### [Task 1]
According to the forum thread on the drupalcalifornia.com launch, who is the site's primary audience?
### [Task 2]
Reproduce the stretch of the forum thread on the drupalcalifornia.com launch from "I hope you will" through "keep this internal).".

### [Excerpted text]

First release of http://www.drupalcalifornia.com

Posted by coderintherye on December 15, 2010 at 7:36pm

I am pleased to announce the launch of http://www.drupalcalifornia.com (running on Drupal 7)
The site is designed to be a showcase for Drupal sites on California University campuses (especially CSU & UC systems).

I hope you will understand that the site is a work in progress, and it needs your help! You can help by adding your site to the Participant List wiki page or by sending me a message.

Everyone can participate in improving the site, from a simple as helping draft up an improved mission statement to as complex as writing custom modules or creating a custom site theme. If you are a member of this group, just contact me and I will give you an a content administrator role on the site. If you are not a member, and are using Drupal at a California university (faculty, staff, and students only, while we respect the work of consultants we also see a need to keep this internal).

On a side note, Stanford is currently over represented because they had a large list of Drupal sites, so to other schools, definitely submit a list of all your sites on the Participant List so you can get more representation.

Some questions I compiled while putting this together:

Site layout design, love it/hate it? Comment here (Using Views with views random seed and scraped data)
Should the names of the developers/authors behind the site be included?
Any limit on # of sites to showcase per University?
Should the main show case only show one site per university and then use taxonomy/tags to drill down to further sites from them?
How do people feel about automated scans? I'm thinking I could probably write a scraper that will cross-reference all listed california universitydomain names along with certain parameters to try to tease out all Drupal sites available, then automatically grab screenshots of them. It's all publicly available info so I imagine this shouldn't be a problem, but if anyone has objections to that let me know? As it is, I used the existing site lists that have been posted in order to scrape (using a custom module) what you see here.
If you would like your site showcased, please add it to the wiki list: http://groups.drupal.org/node/64018
Alternatively, if you have a lot of sites, if you want to send them to me in a csv or other format, you can do so by messaging me via the contact form here on groups.drupal.org
We are planning on a possible system-wide UC/CSU Drupal Camp. If you have an interest in this, please send me a message

Thanks everyone, I look forward to working with you on promoting Drupal. Cheers.

Comments

So some quick thoughts.

Posted by redndahead on December 15, 2010 at 8:10pm

So some quick thoughts. Thanks for putting this together hopefully it will be a great tool for evaluators.

Site design wise looks fine. Too many sites for me for the home page.
No names of devs or authors. Will change and can't keep up.
No limit, but they should be sectioned off by university.
No automated scans. Some people may not be ready for their site to be listed.
Add the ability to do a site showcase where universities can writeup their experience building one of their particular sites.
If this is for CIO's then a section at some point in time showing why drupal over others.

Congrats.

Adam

Thanks Adam

Posted by coderintherye on December 15, 2010 at 8:16pm

That is really useful feedback. Excellent suggestion on the ability to do a site showcase with a writeup. I think I'll create a webform for it and just manually approve submissions.

The audience is two-fold, the primary audience is CIOs and other executives to see what Drupal is capable of and the secondary audience is the Drupal developers themselves who want some recognition for their hard work. So also a good suggestion of doing a writeup on why Drupal. I think I can cobble something together from past presentations and available info on d.o. but then I will probably create a wiki page here for the writeup so that others can make edits if desired.

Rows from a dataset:
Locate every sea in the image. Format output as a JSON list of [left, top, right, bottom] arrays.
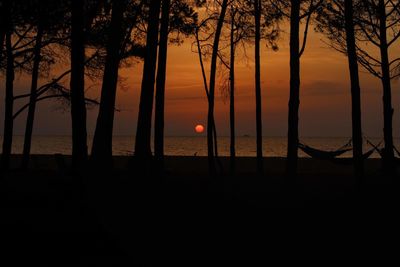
[[0, 136, 400, 158]]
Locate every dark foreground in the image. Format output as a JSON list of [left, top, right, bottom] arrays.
[[0, 156, 399, 266]]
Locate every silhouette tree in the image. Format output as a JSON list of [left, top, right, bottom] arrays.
[[154, 0, 171, 172], [135, 0, 161, 165], [317, 0, 364, 179], [92, 1, 126, 168], [254, 0, 264, 173], [71, 1, 88, 170], [229, 3, 238, 173], [0, 1, 8, 64], [154, 0, 198, 169], [271, 0, 323, 176], [207, 0, 228, 175], [321, 0, 400, 173], [1, 1, 34, 170]]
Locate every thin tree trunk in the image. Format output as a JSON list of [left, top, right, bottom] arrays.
[[71, 1, 87, 170], [135, 0, 161, 160], [21, 25, 43, 169], [0, 1, 8, 64], [345, 0, 364, 182], [378, 0, 394, 173], [286, 0, 300, 176], [154, 0, 171, 170], [229, 8, 236, 173], [207, 0, 228, 175], [1, 32, 15, 170], [196, 29, 221, 168], [254, 0, 264, 173], [91, 1, 124, 168]]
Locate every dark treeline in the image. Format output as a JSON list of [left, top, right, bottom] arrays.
[[0, 0, 400, 179]]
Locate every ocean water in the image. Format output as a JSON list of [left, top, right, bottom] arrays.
[[0, 136, 394, 158]]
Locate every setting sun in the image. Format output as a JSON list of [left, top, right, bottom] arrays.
[[194, 124, 204, 133]]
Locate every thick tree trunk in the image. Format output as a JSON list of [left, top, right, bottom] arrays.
[[91, 1, 124, 168], [378, 0, 394, 173], [154, 0, 171, 170], [229, 11, 236, 173], [286, 0, 300, 176], [254, 0, 264, 173], [135, 0, 161, 160], [71, 1, 87, 170], [21, 25, 43, 169], [1, 32, 15, 170], [207, 0, 228, 175], [345, 0, 364, 182]]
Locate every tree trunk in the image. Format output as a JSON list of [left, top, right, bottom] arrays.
[[229, 8, 236, 173], [207, 0, 228, 175], [345, 0, 364, 182], [254, 0, 263, 173], [21, 25, 43, 169], [378, 0, 394, 173], [1, 32, 15, 170], [135, 0, 161, 160], [154, 0, 171, 170], [286, 0, 300, 176], [0, 1, 8, 64], [91, 1, 124, 168], [71, 1, 87, 170]]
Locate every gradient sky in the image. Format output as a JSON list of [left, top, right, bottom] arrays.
[[0, 27, 400, 137]]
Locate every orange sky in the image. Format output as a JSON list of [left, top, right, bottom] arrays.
[[0, 28, 400, 136]]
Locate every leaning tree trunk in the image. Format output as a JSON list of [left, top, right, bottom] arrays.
[[1, 32, 15, 170], [254, 0, 264, 173], [21, 25, 43, 169], [91, 1, 124, 169], [207, 0, 228, 175], [229, 8, 236, 173], [345, 0, 364, 182], [154, 0, 171, 170], [286, 0, 300, 176], [378, 0, 394, 174], [135, 0, 161, 160], [71, 1, 87, 170]]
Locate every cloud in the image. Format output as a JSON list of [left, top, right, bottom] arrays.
[[300, 80, 350, 96]]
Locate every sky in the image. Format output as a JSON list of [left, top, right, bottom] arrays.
[[0, 27, 400, 137]]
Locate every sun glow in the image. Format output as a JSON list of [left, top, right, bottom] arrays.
[[194, 124, 204, 133]]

### [Final result 1]
CIOs and other executives who want to see what Drupal is capable of.

### [Final result 2]
I hope you will understand that the site is a work in progress, and it needs your help! You can help by adding your site to the Participant List wiki page or by sending me a message.

Everyone can participate in improving the site, from a simple as helping draft up an improved mission statement to as complex as writing custom modules or creating a custom site theme. If you are a member of this group, just contact me and I will give you an a content administrator role on the site. If you are not a member, and are using Drupal at a California university (faculty, staff, and students only, while we respect the work of consultants we also see a need to keep this internal).